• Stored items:
%%
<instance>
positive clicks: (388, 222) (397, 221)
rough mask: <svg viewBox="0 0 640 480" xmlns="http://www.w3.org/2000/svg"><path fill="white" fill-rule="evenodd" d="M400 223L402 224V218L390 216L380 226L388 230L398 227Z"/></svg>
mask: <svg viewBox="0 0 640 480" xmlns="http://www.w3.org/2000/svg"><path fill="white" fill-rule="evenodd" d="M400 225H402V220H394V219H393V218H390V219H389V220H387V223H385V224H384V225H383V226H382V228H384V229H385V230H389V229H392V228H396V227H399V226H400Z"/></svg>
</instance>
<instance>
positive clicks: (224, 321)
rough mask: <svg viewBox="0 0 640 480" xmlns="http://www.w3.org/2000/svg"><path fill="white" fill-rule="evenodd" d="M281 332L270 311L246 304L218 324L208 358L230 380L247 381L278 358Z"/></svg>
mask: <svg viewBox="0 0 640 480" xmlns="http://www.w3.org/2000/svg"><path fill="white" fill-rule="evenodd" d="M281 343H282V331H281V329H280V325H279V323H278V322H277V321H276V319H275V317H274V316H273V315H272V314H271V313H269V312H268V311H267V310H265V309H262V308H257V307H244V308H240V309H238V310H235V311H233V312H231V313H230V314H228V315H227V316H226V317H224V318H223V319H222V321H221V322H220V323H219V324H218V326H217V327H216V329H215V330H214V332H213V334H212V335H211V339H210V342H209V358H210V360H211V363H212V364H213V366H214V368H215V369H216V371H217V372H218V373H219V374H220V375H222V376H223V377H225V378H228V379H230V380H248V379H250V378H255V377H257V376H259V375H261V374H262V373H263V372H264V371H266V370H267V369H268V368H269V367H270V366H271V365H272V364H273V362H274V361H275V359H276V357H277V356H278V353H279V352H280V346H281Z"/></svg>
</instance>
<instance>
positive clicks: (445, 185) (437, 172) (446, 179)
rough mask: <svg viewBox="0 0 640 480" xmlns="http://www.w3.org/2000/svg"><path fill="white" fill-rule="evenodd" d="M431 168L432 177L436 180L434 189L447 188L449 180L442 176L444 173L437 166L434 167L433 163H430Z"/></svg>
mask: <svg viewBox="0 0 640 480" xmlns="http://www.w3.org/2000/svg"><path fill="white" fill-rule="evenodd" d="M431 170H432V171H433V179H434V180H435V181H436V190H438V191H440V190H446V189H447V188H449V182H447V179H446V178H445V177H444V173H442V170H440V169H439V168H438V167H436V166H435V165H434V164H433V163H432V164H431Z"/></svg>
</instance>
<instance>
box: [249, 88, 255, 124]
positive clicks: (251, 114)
%%
• Task to complete: Pick out and copy the lines of the entries that hold the string "positive".

• Exercise output:
positive clicks: (388, 222) (397, 221)
positive clicks: (224, 321)
positive clicks: (445, 185) (437, 172) (446, 179)
positive clicks: (251, 114)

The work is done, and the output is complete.